> [Data shown]:
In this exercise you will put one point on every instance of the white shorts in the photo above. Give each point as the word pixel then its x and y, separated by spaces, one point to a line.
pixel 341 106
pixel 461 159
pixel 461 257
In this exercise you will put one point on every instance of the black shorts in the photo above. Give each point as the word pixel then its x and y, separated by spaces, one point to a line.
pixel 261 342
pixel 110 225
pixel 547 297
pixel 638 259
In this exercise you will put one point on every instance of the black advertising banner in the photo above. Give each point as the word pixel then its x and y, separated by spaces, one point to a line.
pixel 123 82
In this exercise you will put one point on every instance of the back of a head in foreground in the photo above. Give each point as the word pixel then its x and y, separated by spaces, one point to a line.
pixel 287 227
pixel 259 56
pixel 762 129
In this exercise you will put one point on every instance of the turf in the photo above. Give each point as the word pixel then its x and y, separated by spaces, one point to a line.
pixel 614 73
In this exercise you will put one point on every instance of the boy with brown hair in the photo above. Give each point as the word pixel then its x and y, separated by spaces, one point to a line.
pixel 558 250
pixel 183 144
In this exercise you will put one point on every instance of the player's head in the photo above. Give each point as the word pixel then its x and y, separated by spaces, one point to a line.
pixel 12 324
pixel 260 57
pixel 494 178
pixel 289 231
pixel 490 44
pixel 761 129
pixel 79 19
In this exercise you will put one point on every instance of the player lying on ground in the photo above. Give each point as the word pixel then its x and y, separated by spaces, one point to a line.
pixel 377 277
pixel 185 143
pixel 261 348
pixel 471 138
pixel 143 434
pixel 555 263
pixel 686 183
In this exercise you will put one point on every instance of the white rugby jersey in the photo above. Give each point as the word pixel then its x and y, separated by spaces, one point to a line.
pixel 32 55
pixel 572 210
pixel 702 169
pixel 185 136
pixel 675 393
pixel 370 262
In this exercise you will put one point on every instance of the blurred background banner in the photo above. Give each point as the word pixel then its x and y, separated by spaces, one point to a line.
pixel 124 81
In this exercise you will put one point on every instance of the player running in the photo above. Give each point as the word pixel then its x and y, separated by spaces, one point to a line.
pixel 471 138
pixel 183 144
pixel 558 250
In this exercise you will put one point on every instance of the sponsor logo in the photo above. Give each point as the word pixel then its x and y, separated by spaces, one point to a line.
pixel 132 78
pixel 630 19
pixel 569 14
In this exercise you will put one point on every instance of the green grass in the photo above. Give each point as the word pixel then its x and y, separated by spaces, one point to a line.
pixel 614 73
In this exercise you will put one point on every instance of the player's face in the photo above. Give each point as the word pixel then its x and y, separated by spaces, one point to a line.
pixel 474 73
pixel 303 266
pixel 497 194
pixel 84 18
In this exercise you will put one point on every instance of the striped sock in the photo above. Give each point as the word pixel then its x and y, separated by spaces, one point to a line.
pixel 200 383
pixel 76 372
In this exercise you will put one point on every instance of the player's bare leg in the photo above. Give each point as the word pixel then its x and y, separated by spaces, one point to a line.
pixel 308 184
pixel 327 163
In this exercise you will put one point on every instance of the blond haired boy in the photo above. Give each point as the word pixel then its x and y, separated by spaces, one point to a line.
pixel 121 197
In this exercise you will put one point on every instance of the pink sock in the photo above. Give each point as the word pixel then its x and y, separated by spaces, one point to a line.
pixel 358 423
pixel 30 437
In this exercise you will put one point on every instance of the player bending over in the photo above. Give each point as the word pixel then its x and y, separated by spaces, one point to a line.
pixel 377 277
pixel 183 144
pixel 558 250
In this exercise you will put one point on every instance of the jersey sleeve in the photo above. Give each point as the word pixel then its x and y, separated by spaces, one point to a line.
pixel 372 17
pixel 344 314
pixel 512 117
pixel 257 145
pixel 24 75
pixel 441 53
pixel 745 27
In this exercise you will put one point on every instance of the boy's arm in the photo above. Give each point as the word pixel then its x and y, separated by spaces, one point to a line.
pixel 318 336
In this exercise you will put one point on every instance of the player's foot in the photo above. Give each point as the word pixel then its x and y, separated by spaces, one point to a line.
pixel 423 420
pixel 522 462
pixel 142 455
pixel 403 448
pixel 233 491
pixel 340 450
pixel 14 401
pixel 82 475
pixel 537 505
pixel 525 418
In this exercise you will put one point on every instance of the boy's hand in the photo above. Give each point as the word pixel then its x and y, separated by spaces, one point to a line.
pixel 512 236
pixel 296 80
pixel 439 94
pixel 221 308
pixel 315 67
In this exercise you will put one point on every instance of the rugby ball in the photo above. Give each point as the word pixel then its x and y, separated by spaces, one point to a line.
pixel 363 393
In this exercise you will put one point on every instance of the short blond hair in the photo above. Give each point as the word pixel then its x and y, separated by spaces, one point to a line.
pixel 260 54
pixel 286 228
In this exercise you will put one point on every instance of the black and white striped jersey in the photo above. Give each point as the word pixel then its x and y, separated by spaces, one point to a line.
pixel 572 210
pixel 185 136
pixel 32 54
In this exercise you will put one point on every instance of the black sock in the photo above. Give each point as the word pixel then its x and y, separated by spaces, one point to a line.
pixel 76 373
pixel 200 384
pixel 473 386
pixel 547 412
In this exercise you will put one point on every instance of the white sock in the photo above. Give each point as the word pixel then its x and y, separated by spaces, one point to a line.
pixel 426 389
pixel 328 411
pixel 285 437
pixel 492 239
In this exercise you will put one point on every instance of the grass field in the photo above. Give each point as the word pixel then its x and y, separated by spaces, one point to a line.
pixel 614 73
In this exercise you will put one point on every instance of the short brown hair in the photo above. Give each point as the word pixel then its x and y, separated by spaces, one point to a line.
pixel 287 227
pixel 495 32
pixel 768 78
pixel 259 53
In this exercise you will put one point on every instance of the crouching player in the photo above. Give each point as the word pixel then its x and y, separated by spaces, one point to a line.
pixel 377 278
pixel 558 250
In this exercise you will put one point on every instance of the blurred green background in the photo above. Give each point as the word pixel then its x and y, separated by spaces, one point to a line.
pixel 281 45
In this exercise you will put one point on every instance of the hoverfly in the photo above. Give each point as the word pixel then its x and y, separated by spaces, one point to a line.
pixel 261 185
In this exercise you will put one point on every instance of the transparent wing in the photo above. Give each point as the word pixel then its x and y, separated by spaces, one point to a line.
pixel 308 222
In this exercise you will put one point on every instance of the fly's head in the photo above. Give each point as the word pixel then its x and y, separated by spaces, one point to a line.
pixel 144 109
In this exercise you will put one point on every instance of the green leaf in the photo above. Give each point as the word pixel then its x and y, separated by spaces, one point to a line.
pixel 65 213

> [Request]: Please rewrite all of the records above, changing "one point to a line" to "one point per line" wherever it occurs and leaving everything else unchanged.

> [Task response]:
In this exercise you will put one point on every instance of the white shorts in the photo above. Give each point as the word pixel then its x and y, separated by spaces, one point per line.
pixel 341 106
pixel 461 159
pixel 461 257
In this exercise you will put one point on every instance of the black shorts in the photo above. Give each point as the word pixel then its x and y, separated by spaces, one point per line.
pixel 261 342
pixel 110 225
pixel 547 297
pixel 638 259
In this exercise you will put one point on every instance of the black advertising banner in the photo above. Give each point as the word pixel then its x and y, separated by spaces, one point per line.
pixel 123 82
In this exercise you will put one point on every instance of the back of a head in foreground in the photo above. Give each point as the word pixel then its x and y, separated by spaces, one point per line.
pixel 287 227
pixel 259 56
pixel 762 129
In this exercise you will put one point on every instance of the turf in the photo above. Give each point as the word pixel then its x and y, separated by spaces, one point per line.
pixel 614 73
In this exercise you will put one point on every instance of the boy with brown hair in the photo above. Give each point as the word pixel then its x and y, separated by spaces, one point per line.
pixel 558 250
pixel 183 144
In this exercise you will put one point on every instance of the player's head in the photo above. Give each point as the word pixel then its x and y, separated by spaces, one point per line.
pixel 12 324
pixel 260 57
pixel 494 178
pixel 289 231
pixel 490 44
pixel 761 129
pixel 79 19
In this exercise you will put one point on every instance of the player lying on ground in the photo above. Give each point as the word pixel then its x and y, separated by spaces, one point per line.
pixel 377 277
pixel 185 143
pixel 261 348
pixel 471 138
pixel 143 434
pixel 555 263
pixel 686 183
In this exercise you will put one point on every instance of the white rugby jersey in the photo above. Give each point as the word pixel then its x and y, separated by spaces, one point per line.
pixel 32 55
pixel 572 210
pixel 702 169
pixel 185 136
pixel 675 393
pixel 370 262
In this exercise you will put one point on every instance of the blurred background banner in the photo above. Give each point as the word pixel then its x and y, separated by spaces, one point per line.
pixel 124 81
In this exercise you will put one point on every instance of the player running in the photo above. Give each point as the word pixel then its x and y, separated by spaces, one point per line.
pixel 471 138
pixel 183 144
pixel 558 250
In this exercise you will put one point on every instance of the sponsor logo in the photo above. Give each point as the word pixel then its x and y, separated by spaces, one point per line.
pixel 132 78
pixel 630 19
pixel 569 14
In this exercise you will put one point on every instance of the green grass in the photo above. Give each point as the word pixel then its x and y, separated by spaces, one point per line.
pixel 614 73
In this exercise you will put one point on every instance of the player's face in the photo above. Give each point as the word pixel then its x and y, separated by spaces, one point per line.
pixel 474 73
pixel 303 266
pixel 497 194
pixel 84 18
In this exercise you will put one point on every instance of the striped sock in the photo above. Give each point as the word pixel then its x and y, separated by spaces, one point per line.
pixel 200 383
pixel 76 372
In this exercise you will put one point on every instance of the player's bare leg in the photo above. Give each point as the word pixel then its x and y, separated by spaces, one point per line.
pixel 308 184
pixel 327 163
In this exercise you will put one point on every instance of the blond haired boy in the photo above. Give each point as the word pixel then its x and y, separated by spaces, one point per line.
pixel 121 197
In this exercise you will put one point on every instance of the pink sock in the photo above. Give each point as the word pixel then its x and y, separated by spaces, one point per line.
pixel 358 423
pixel 30 437
In this exercise you will put one point on every instance of the player bending over in the photo above. Give each point as the word pixel then its x and y, separated by spaces, one point per line.
pixel 377 277
pixel 183 144
pixel 558 250
In this exercise you will put one point on every instance of the jersey sleeve in the photo above. Give each point as the word pixel then its x and y, separated by spaces, one point per line.
pixel 372 17
pixel 344 314
pixel 512 117
pixel 257 145
pixel 24 75
pixel 441 53
pixel 745 27
In this exercise you will put one point on every instance of the boy's arm in the photo above. Give each point as the word pixel then its x and y, separated by spaces, one point per line.
pixel 318 336
In this exercise you will put one point on every instance of the player's foot in the photo above. Give each point as the word pixel then its x and y, separated by spaces, one point per line.
pixel 423 420
pixel 522 462
pixel 142 455
pixel 403 448
pixel 233 491
pixel 340 450
pixel 14 401
pixel 82 475
pixel 537 505
pixel 525 418
In this exercise you will put one point on every instance of the boy's hand in the photo above. Give each point as the word pixel then its x and y, separated by spaces, one point per line.
pixel 512 236
pixel 296 80
pixel 439 94
pixel 221 308
pixel 315 67
In this exercise you will put one point on every instance of the rugby ball in the photo above. Give each point as the word pixel then its x and y, separated by spaces, one point per line.
pixel 363 393
In this exercise you will put one point on every instance of the short blond hair in the photo above. Give each point as the word pixel then its x and y, separated by spaces, one point per line.
pixel 260 54
pixel 286 228
In this exercise you will put one point on every instance of the black and white striped jersey in the photo above. Give each point as the word pixel then its x and y, separated by spaces, one point per line.
pixel 572 210
pixel 185 136
pixel 32 54
In this exercise you will put one point on every instance of the black sock in the photo above. Give each point as the word pixel then its x and y, separated by spaces, one point per line.
pixel 76 373
pixel 200 384
pixel 473 386
pixel 547 412
In this exercise you will put one point on every instance of the white sock in the photo above. Give each point as the word pixel then its x and y, separated by spaces, one point per line.
pixel 426 389
pixel 328 411
pixel 285 437
pixel 492 239
In this exercise you will put one point on every instance of the grass field in the photo above. Give each point as the word pixel then its x and y, separated by spaces, one point per line.
pixel 614 73
In this exercise you will put one point on every instance of the short brown hair in the photo above. Give each point as the word pixel then its x and y, separated by spaces, one point per line.
pixel 287 227
pixel 495 32
pixel 768 78
pixel 259 53
In this exercise you will put one point on every instance of the crouching player in the photo above. Give each point as the word pixel then its x and y, separated by spaces, one point per line.
pixel 377 278
pixel 558 250
In this exercise you will put one point on every instance of the blurred green background in the photo above. Give each point as the word pixel then its x and y, separated by spaces, one point per line.
pixel 281 45
In this exercise you will put one point on every instance of the hoverfly in the photo above. Give each point as the word pixel then its x and y, separated by spaces, one point per line.
pixel 261 185
In this exercise you will put one point on every instance of the transparent wing in the photo above. Give each point as the word pixel then its x and y, separated by spaces, one point per line.
pixel 308 222
In this exercise you will put one point on every instance of the fly's head in the photo above. Give each point as the word pixel then its x and y, separated by spaces, one point per line.
pixel 144 109
In this exercise you will put one point on every instance of the green leaf in the photo above. Give each point as the word pixel then its x and y, separated by spaces, one point per line.
pixel 65 213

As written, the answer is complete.